• **Work required**:
Repeat the data exactly as it appears.

[Dataset entries]
********

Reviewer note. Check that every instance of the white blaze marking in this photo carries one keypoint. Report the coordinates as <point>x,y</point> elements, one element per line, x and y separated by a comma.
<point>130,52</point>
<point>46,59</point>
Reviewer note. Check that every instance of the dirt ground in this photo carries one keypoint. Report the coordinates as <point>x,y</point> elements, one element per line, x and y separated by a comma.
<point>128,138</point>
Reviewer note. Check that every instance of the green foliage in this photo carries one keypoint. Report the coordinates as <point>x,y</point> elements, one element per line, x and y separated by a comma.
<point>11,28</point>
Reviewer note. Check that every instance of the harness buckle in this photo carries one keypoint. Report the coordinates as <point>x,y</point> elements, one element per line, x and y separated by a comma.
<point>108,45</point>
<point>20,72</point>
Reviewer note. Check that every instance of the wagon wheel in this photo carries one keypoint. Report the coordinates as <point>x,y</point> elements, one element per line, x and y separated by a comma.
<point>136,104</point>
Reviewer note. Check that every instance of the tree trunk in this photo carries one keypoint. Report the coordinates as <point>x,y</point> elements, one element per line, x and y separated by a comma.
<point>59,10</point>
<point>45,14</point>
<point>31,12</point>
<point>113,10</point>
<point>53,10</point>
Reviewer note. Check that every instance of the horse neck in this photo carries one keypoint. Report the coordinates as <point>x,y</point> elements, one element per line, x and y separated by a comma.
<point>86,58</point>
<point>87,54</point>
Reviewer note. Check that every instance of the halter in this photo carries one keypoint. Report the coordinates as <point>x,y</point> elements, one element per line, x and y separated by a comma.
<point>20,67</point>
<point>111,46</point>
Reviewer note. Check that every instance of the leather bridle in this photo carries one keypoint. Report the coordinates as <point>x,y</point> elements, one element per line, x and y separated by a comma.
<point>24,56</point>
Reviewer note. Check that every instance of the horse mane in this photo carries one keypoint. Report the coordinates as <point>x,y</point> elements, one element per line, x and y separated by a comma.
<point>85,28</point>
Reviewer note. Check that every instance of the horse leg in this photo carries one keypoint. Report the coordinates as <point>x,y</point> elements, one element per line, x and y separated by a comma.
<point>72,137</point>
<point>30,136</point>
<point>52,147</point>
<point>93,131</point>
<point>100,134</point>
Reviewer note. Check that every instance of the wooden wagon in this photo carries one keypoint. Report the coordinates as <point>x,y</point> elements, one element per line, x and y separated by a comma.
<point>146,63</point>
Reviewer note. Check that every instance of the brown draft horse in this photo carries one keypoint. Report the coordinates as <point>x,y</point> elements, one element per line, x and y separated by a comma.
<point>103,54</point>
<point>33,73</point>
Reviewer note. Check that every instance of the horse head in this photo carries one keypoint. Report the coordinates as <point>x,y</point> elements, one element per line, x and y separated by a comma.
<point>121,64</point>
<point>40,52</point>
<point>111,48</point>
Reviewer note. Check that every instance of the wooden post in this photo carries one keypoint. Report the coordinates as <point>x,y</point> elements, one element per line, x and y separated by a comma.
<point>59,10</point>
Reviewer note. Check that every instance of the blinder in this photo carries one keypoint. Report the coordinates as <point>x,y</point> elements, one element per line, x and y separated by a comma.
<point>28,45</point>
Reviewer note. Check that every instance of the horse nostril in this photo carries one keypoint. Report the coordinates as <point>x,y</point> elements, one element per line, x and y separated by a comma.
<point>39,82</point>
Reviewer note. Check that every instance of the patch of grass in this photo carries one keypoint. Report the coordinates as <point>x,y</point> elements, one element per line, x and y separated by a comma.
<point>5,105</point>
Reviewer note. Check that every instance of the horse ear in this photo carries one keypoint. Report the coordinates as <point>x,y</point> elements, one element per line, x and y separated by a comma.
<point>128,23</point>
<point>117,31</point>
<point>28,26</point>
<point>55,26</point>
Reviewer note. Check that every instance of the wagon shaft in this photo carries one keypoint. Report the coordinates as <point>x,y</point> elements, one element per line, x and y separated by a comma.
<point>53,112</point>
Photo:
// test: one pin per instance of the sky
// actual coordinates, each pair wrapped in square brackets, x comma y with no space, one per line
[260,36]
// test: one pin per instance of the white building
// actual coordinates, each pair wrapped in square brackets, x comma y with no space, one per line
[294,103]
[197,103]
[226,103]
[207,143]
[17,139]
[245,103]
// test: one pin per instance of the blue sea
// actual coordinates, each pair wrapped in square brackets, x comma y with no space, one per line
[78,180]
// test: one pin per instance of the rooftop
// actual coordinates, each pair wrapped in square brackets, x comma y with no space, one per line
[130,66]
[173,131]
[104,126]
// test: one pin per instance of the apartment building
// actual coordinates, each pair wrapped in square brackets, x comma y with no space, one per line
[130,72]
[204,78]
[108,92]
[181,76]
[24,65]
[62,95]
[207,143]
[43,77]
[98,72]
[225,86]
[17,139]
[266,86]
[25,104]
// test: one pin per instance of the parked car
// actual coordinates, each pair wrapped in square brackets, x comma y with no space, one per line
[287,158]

********

• **Reply to the exercise**:
Reviewer note. Check that every instance of the white blaze marking in this photo carries one keypoint. Report the coordinates as <point>x,y</point> elements, one element per line, x and y separated by a comma.
<point>130,52</point>
<point>46,59</point>
Reviewer note. Check that every instance of the dirt ground in this photo carries one keypoint. Report the coordinates as <point>x,y</point> elements, one element per line, x and y separated by a comma.
<point>128,138</point>
Reviewer note. Check that every instance of the green foliage in this photo carries one keypoint. Report the coordinates as <point>x,y</point> elements, one element per line, x and y separated by a comma.
<point>11,28</point>
Reviewer note. Check that every instance of the harness buckle in this photo carries one keypoint. Report the coordinates as <point>x,y</point> elements, one element per line, x and y separated by a comma.
<point>108,45</point>
<point>20,72</point>
Reviewer note. Check that every instance of the wagon wheel in this photo carries one keypoint. Report the coordinates as <point>x,y</point> elements, one element per line, x and y separated by a comma.
<point>136,104</point>
Reviewer note. Check that every instance of the tree trunk in this photo carries one keypoint. Report the coordinates as <point>x,y</point> elements, one element per line, x and y separated by a comma.
<point>59,10</point>
<point>45,14</point>
<point>31,12</point>
<point>113,10</point>
<point>53,10</point>
Reviewer note. Check that every instance of the horse neck in this photo carries one keypoint. Report the coordinates as <point>x,y</point> elements, one element per line, x and y separated by a comma.
<point>86,58</point>
<point>87,54</point>
Reviewer note. Check that every instance of the halter in this photo carries one keypoint. Report the coordinates as <point>x,y</point> elements, one element per line, x and y separated by a comma.
<point>20,67</point>
<point>111,46</point>
Reviewer note. Check that every instance of the leather bridle in this photo carries one keypoint. Report the coordinates as <point>x,y</point> elements, one element per line, x and y separated by a comma.
<point>24,56</point>
Reviewer note. Check that every instance of the horse mane in this photo carries one keypoint. Report the coordinates as <point>x,y</point> elements, one element per line, x and y separated by a comma.
<point>85,28</point>
Reviewer note. Check that every instance of the horse leg in this photo carries one keypoint. Report the coordinates as <point>x,y</point> elements, one element per line, x and y separated by a comma.
<point>72,137</point>
<point>30,136</point>
<point>52,147</point>
<point>93,131</point>
<point>100,134</point>
Reviewer note. Check that every instance of the wooden wagon in this photo carries one keypoint. Report the coordinates as <point>x,y</point> elements, one element per line, x and y separated by a comma.
<point>146,63</point>
Reviewer note. Check that every instance of the brown draft horse in this photo carries one keypoint. Report the coordinates as <point>x,y</point> elements, one element per line, x and y separated by a comma.
<point>103,54</point>
<point>33,73</point>
Reviewer note. Check that every instance of the horse head in this photo carries one keypoint. Report the coordinates as <point>x,y</point> elements, one element per line, x and y separated by a comma.
<point>121,64</point>
<point>40,52</point>
<point>111,48</point>
Reviewer note. Check that every instance of the wooden post in this photo carries one keypoint. Report the coordinates as <point>x,y</point> elements, one element per line, x and y separated by a comma.
<point>59,10</point>
Reviewer note. Check that every instance of the blinder in this photo carries one keypoint. Report the coordinates as <point>x,y</point> elements, one element per line, x and y separated by a comma.
<point>28,45</point>
Reviewer note. Check that every instance of the horse nostril in this photo carries one keypoint. Report the coordinates as <point>x,y</point> elements, one element per line, x and y separated by a comma.
<point>39,82</point>
Reviewer note. Check that every instance of the patch of grass in this photo carries one keypoint. Report the coordinates as <point>x,y</point> elements, one element per line, x and y separated by a comma.
<point>5,105</point>
Reviewer note. Check that every instance of the horse ear in this photo carries one keypoint. Report the coordinates as <point>x,y</point> elements, one element per line, x and y separated by a comma.
<point>128,23</point>
<point>117,31</point>
<point>28,26</point>
<point>55,26</point>
Reviewer note. Check that every instance of the wagon shaft in this photo carries one keypoint. Report the coordinates as <point>x,y</point> elements, one element per line, x and y separated by a comma.
<point>53,112</point>
Photo:
// test: one pin per instance of the sky
// actual coordinates, each pair wrapped in square brackets, x comma y with no space, one per line
[260,36]
// test: one pin per instance of the white building
// actual coordinates, each pair wrapped in square brackets, x comma y with no space, one per line
[294,103]
[197,103]
[226,103]
[207,143]
[17,139]
[245,103]
// test: one pin per instance of the blue sea
// actual coordinates, each pair wrapped in square brackets, x comma y with no space, one per line
[78,180]
// test: one pin per instance of the rooftop
// actual coordinates, each pair wrapped in square brackets, x comma y with no space, one per line
[130,66]
[173,131]
[104,126]
// test: one pin per instance of the apartment building
// actual coordinates, each pair wrapped in square brackets, x comma y with no space, one per line
[130,72]
[204,78]
[108,92]
[181,76]
[24,65]
[62,95]
[207,143]
[43,77]
[98,72]
[225,86]
[17,139]
[266,86]
[25,104]
// test: one pin per instance of the parked car
// actual coordinates, each pair wrapped in square brackets, x comma y with no space, one per line
[287,158]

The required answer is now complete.